• [Data section]:

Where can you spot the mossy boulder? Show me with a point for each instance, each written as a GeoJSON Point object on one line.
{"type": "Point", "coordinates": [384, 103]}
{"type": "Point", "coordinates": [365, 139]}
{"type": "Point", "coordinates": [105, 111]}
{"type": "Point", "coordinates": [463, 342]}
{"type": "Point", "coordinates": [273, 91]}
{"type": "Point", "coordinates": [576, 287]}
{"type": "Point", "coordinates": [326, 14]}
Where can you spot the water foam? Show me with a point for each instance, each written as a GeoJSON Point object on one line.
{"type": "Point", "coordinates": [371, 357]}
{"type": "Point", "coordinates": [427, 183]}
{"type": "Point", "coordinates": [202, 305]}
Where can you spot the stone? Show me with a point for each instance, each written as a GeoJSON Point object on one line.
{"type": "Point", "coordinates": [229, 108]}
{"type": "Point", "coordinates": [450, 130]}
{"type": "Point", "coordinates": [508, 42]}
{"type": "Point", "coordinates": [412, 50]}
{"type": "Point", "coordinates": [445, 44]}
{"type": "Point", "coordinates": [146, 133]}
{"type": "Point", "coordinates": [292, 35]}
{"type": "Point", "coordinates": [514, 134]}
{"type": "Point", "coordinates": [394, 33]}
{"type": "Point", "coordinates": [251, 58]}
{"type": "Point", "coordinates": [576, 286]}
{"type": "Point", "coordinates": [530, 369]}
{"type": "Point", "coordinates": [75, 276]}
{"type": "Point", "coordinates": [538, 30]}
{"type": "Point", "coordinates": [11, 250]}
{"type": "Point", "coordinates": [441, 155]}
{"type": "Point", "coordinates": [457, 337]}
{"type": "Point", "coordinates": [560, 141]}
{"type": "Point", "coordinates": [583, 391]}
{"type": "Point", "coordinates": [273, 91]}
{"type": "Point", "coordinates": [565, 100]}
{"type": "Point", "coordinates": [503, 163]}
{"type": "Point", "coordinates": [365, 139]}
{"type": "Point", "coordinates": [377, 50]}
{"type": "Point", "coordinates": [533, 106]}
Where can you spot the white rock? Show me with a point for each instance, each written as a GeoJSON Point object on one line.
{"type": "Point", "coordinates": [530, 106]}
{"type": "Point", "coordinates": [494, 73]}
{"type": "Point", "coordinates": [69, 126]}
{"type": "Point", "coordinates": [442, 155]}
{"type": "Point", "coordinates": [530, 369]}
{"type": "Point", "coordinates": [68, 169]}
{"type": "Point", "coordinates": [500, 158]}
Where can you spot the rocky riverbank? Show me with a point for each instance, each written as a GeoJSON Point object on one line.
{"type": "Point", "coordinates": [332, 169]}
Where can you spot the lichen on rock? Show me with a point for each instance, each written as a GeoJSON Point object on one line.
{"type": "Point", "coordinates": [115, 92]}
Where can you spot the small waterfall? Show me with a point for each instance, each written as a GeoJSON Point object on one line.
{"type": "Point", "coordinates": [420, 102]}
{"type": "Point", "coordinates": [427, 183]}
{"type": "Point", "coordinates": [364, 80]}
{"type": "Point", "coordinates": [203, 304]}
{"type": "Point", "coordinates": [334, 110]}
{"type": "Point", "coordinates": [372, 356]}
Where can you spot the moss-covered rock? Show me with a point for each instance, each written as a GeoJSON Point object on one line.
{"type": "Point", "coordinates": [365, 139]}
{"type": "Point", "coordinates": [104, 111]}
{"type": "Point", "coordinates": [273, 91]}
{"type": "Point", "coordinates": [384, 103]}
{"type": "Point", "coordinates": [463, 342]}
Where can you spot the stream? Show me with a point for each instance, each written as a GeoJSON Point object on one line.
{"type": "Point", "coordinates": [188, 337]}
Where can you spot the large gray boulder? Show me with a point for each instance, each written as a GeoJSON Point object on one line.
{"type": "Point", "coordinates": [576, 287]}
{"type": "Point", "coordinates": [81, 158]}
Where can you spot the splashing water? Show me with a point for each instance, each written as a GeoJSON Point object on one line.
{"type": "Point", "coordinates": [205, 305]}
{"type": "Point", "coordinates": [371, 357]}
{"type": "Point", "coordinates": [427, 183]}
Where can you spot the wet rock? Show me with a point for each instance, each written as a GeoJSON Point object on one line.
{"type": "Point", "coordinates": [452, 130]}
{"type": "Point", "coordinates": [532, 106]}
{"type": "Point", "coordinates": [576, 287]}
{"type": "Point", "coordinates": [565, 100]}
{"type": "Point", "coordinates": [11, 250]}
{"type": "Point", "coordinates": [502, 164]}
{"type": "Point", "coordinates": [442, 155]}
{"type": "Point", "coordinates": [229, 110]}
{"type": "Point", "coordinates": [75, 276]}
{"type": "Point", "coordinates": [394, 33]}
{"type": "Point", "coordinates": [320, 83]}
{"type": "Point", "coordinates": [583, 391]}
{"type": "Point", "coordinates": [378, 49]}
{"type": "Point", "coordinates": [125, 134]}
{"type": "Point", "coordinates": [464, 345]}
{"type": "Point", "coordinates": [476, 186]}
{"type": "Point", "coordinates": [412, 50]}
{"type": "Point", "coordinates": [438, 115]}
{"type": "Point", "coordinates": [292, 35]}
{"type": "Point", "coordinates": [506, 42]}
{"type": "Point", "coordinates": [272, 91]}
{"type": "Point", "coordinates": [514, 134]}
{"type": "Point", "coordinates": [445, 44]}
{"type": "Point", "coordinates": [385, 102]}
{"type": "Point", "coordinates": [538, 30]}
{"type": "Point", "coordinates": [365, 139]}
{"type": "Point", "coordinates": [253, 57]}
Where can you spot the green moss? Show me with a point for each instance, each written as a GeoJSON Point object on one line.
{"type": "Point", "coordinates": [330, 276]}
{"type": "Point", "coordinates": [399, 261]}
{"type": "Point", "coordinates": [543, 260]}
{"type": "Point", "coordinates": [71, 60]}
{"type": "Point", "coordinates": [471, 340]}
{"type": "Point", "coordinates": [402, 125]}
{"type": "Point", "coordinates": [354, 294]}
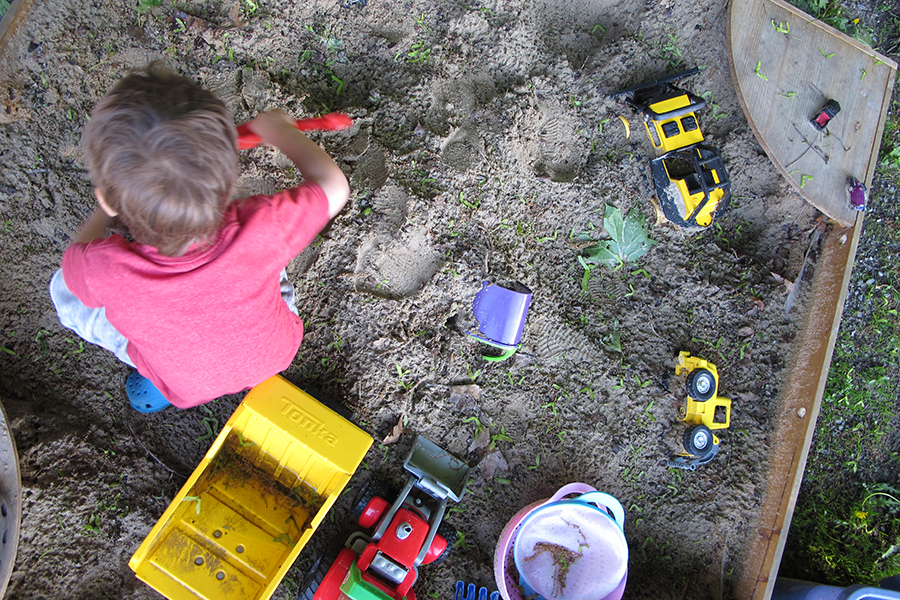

• [Your instructions]:
Extract every line of the data exactly; pictures stay out.

• [Result of the exercise]:
Where can you spot the mossy boulder? Show me with a point for each instance, each written as a GeoJSON Point object on one line.
{"type": "Point", "coordinates": [384, 103]}
{"type": "Point", "coordinates": [365, 139]}
{"type": "Point", "coordinates": [105, 111]}
{"type": "Point", "coordinates": [463, 342]}
{"type": "Point", "coordinates": [273, 91]}
{"type": "Point", "coordinates": [576, 287]}
{"type": "Point", "coordinates": [326, 14]}
Where can you spot the water foam? Show me with a point for each instance, each written as a GeoJSON Point object on one line.
{"type": "Point", "coordinates": [371, 357]}
{"type": "Point", "coordinates": [427, 183]}
{"type": "Point", "coordinates": [202, 305]}
Where can you spot the stone? Show me with a point for each instance, each written as a GeoJSON Point object on one line.
{"type": "Point", "coordinates": [229, 108]}
{"type": "Point", "coordinates": [450, 130]}
{"type": "Point", "coordinates": [508, 42]}
{"type": "Point", "coordinates": [412, 50]}
{"type": "Point", "coordinates": [445, 44]}
{"type": "Point", "coordinates": [146, 133]}
{"type": "Point", "coordinates": [292, 35]}
{"type": "Point", "coordinates": [514, 134]}
{"type": "Point", "coordinates": [394, 33]}
{"type": "Point", "coordinates": [251, 58]}
{"type": "Point", "coordinates": [576, 286]}
{"type": "Point", "coordinates": [530, 369]}
{"type": "Point", "coordinates": [75, 276]}
{"type": "Point", "coordinates": [538, 30]}
{"type": "Point", "coordinates": [11, 250]}
{"type": "Point", "coordinates": [441, 155]}
{"type": "Point", "coordinates": [457, 337]}
{"type": "Point", "coordinates": [560, 141]}
{"type": "Point", "coordinates": [583, 391]}
{"type": "Point", "coordinates": [273, 91]}
{"type": "Point", "coordinates": [565, 100]}
{"type": "Point", "coordinates": [503, 163]}
{"type": "Point", "coordinates": [365, 139]}
{"type": "Point", "coordinates": [377, 50]}
{"type": "Point", "coordinates": [533, 106]}
Where can you spot the white rock? Show me with a point for each instance, each written as a GeoJSON Point object on one line.
{"type": "Point", "coordinates": [530, 106]}
{"type": "Point", "coordinates": [494, 73]}
{"type": "Point", "coordinates": [69, 126]}
{"type": "Point", "coordinates": [442, 155]}
{"type": "Point", "coordinates": [530, 369]}
{"type": "Point", "coordinates": [68, 169]}
{"type": "Point", "coordinates": [500, 158]}
Where can you spot the rocky riverbank? Show me with a point for each instance, each written as a GeoJSON Point object on one line.
{"type": "Point", "coordinates": [332, 169]}
Where can you spot the lichen on rock? Show me with a point for each instance, each written as a GeoJSON Point object on one line.
{"type": "Point", "coordinates": [115, 92]}
Where can you spot the small waterfall? Show me with a point for each instance, each written as a GeoJSON Point object on one line.
{"type": "Point", "coordinates": [420, 102]}
{"type": "Point", "coordinates": [427, 183]}
{"type": "Point", "coordinates": [364, 80]}
{"type": "Point", "coordinates": [203, 304]}
{"type": "Point", "coordinates": [334, 110]}
{"type": "Point", "coordinates": [372, 356]}
Where can you spot the moss-covered rock? Show me with a point for each instance, each written as a GeoJSON Point object on one line.
{"type": "Point", "coordinates": [365, 139]}
{"type": "Point", "coordinates": [104, 111]}
{"type": "Point", "coordinates": [273, 91]}
{"type": "Point", "coordinates": [384, 103]}
{"type": "Point", "coordinates": [463, 342]}
Where can you spot the stream? Show me with a point for each instance, each written as a GeoJSON Point object on one line.
{"type": "Point", "coordinates": [188, 337]}
Where can you spot the large gray boulder? Show me with a point for each instance, each written as a GeoJSON Point object on one line.
{"type": "Point", "coordinates": [576, 287]}
{"type": "Point", "coordinates": [81, 158]}
Where can you spot the splashing water? Show me with a point for each instance, each written as a GeoJSON Point object on one line.
{"type": "Point", "coordinates": [205, 305]}
{"type": "Point", "coordinates": [371, 357]}
{"type": "Point", "coordinates": [427, 183]}
Where can you spot the wet rock? Show me with a point for each instance, each written as a GeoJSON Point object on one line.
{"type": "Point", "coordinates": [452, 130]}
{"type": "Point", "coordinates": [532, 106]}
{"type": "Point", "coordinates": [576, 287]}
{"type": "Point", "coordinates": [565, 100]}
{"type": "Point", "coordinates": [11, 250]}
{"type": "Point", "coordinates": [502, 164]}
{"type": "Point", "coordinates": [442, 155]}
{"type": "Point", "coordinates": [229, 110]}
{"type": "Point", "coordinates": [75, 276]}
{"type": "Point", "coordinates": [394, 33]}
{"type": "Point", "coordinates": [320, 83]}
{"type": "Point", "coordinates": [583, 391]}
{"type": "Point", "coordinates": [378, 49]}
{"type": "Point", "coordinates": [125, 134]}
{"type": "Point", "coordinates": [464, 345]}
{"type": "Point", "coordinates": [476, 186]}
{"type": "Point", "coordinates": [412, 50]}
{"type": "Point", "coordinates": [438, 115]}
{"type": "Point", "coordinates": [292, 35]}
{"type": "Point", "coordinates": [506, 42]}
{"type": "Point", "coordinates": [272, 91]}
{"type": "Point", "coordinates": [514, 134]}
{"type": "Point", "coordinates": [445, 44]}
{"type": "Point", "coordinates": [385, 102]}
{"type": "Point", "coordinates": [538, 30]}
{"type": "Point", "coordinates": [365, 139]}
{"type": "Point", "coordinates": [253, 57]}
Where can you spot the green moss? Show me with a point for each instance, each written as a GeoJSON Point object on one line.
{"type": "Point", "coordinates": [330, 276]}
{"type": "Point", "coordinates": [399, 261]}
{"type": "Point", "coordinates": [543, 260]}
{"type": "Point", "coordinates": [71, 60]}
{"type": "Point", "coordinates": [471, 340]}
{"type": "Point", "coordinates": [402, 125]}
{"type": "Point", "coordinates": [354, 294]}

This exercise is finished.